* **Problem to work on**: Find every line below that contains the string "tile" with the same upper and lower case, and copy each of those lines in full.

[start Data for this exercise]

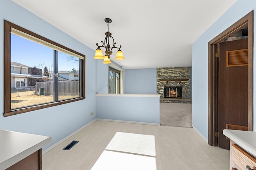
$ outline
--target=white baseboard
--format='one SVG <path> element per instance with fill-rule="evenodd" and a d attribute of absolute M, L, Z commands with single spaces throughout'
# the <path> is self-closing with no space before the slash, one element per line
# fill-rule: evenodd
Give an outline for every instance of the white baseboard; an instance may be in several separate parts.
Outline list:
<path fill-rule="evenodd" d="M 90 122 L 89 122 L 88 123 L 87 123 L 86 125 L 85 125 L 84 126 L 82 127 L 81 127 L 80 128 L 77 129 L 77 130 L 76 130 L 76 131 L 75 131 L 73 133 L 72 133 L 71 134 L 68 135 L 68 136 L 67 136 L 66 137 L 64 138 L 63 138 L 62 139 L 61 139 L 60 141 L 58 142 L 54 143 L 54 145 L 52 145 L 49 148 L 47 148 L 46 150 L 45 150 L 44 151 L 42 151 L 42 155 L 43 155 L 44 154 L 47 153 L 47 152 L 49 152 L 52 149 L 56 147 L 57 146 L 58 146 L 58 145 L 60 145 L 60 143 L 61 143 L 62 142 L 63 142 L 64 141 L 65 141 L 66 140 L 67 140 L 69 137 L 70 137 L 74 135 L 74 134 L 75 134 L 76 133 L 78 133 L 78 132 L 79 132 L 79 131 L 80 131 L 80 130 L 81 130 L 82 129 L 84 129 L 84 128 L 85 128 L 86 126 L 88 126 L 89 125 L 90 125 L 90 124 L 92 123 L 92 122 L 93 122 L 94 121 L 95 121 L 96 120 L 96 119 L 94 119 L 94 120 L 93 120 L 92 121 Z"/>
<path fill-rule="evenodd" d="M 202 138 L 203 138 L 203 139 L 204 139 L 204 141 L 205 141 L 206 142 L 206 143 L 208 143 L 208 139 L 206 139 L 206 138 L 205 137 L 204 137 L 204 135 L 202 135 L 202 133 L 200 133 L 200 132 L 199 132 L 199 131 L 198 131 L 198 130 L 197 130 L 197 129 L 196 129 L 196 128 L 195 128 L 195 127 L 193 125 L 192 125 L 192 127 L 193 127 L 193 129 L 194 129 L 195 130 L 195 131 L 196 131 L 196 132 L 197 132 L 197 133 L 198 133 L 198 134 L 199 134 L 199 135 L 200 135 L 200 136 Z"/>
<path fill-rule="evenodd" d="M 128 123 L 140 124 L 142 125 L 153 125 L 154 126 L 160 126 L 160 123 L 146 123 L 146 122 L 138 122 L 138 121 L 126 121 L 124 120 L 112 120 L 112 119 L 96 119 L 96 120 L 101 121 L 114 121 L 115 122 L 127 123 Z"/>

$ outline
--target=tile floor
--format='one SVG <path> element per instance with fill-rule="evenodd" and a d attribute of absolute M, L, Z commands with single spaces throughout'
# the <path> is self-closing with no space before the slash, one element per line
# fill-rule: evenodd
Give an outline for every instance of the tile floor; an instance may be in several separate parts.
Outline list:
<path fill-rule="evenodd" d="M 117 132 L 154 135 L 157 170 L 229 169 L 229 150 L 208 145 L 192 128 L 96 121 L 44 154 L 42 169 L 90 170 Z M 62 150 L 72 141 L 79 142 Z"/>

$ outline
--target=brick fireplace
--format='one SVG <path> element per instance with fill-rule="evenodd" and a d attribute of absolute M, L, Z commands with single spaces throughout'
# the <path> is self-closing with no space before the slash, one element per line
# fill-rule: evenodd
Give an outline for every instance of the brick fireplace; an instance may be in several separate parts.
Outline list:
<path fill-rule="evenodd" d="M 160 102 L 191 103 L 191 67 L 156 69 L 157 93 Z"/>
<path fill-rule="evenodd" d="M 164 87 L 164 98 L 182 98 L 182 87 Z"/>

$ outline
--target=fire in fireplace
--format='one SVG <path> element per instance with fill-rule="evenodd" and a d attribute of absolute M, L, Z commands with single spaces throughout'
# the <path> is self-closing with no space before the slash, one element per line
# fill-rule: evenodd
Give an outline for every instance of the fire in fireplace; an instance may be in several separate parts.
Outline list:
<path fill-rule="evenodd" d="M 164 98 L 182 98 L 182 87 L 164 87 Z"/>

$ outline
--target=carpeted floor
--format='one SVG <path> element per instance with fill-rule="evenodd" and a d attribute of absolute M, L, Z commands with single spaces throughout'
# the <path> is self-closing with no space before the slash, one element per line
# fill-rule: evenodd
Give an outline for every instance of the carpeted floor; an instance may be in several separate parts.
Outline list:
<path fill-rule="evenodd" d="M 160 124 L 192 127 L 192 104 L 160 103 Z"/>

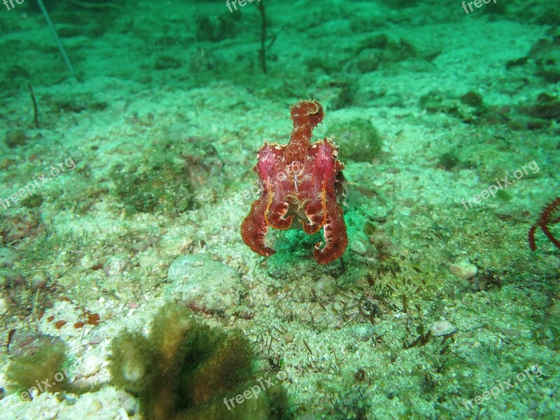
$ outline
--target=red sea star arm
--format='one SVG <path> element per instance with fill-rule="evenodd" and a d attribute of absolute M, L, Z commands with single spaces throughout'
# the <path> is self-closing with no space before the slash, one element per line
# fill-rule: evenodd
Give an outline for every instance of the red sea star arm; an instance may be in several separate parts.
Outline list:
<path fill-rule="evenodd" d="M 265 244 L 265 237 L 268 232 L 268 225 L 265 219 L 265 212 L 267 205 L 268 197 L 266 195 L 253 202 L 251 211 L 241 225 L 241 236 L 243 241 L 253 252 L 263 257 L 270 257 L 276 253 L 274 249 Z"/>
<path fill-rule="evenodd" d="M 316 244 L 313 251 L 313 255 L 319 264 L 328 264 L 336 260 L 344 253 L 348 246 L 344 211 L 336 200 L 327 201 L 326 210 L 327 222 L 323 227 L 326 245 L 321 249 L 321 244 Z"/>

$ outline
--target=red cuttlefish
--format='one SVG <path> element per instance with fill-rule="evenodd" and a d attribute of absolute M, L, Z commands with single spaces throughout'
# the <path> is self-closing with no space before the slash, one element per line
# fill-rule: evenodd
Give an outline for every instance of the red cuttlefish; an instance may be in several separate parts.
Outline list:
<path fill-rule="evenodd" d="M 313 129 L 323 120 L 323 106 L 316 100 L 300 101 L 290 108 L 293 130 L 287 145 L 267 143 L 257 154 L 253 170 L 260 184 L 260 197 L 241 225 L 243 241 L 255 253 L 268 257 L 276 251 L 265 244 L 269 227 L 286 230 L 296 218 L 309 234 L 323 230 L 326 244 L 315 244 L 314 255 L 328 264 L 348 245 L 341 202 L 346 180 L 338 148 L 332 137 L 311 144 Z"/>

[end Data for this exercise]

* **Exercise response**:
--target=tile floor
Give an outline for every instance of the tile floor; an instance may be in several separate parts.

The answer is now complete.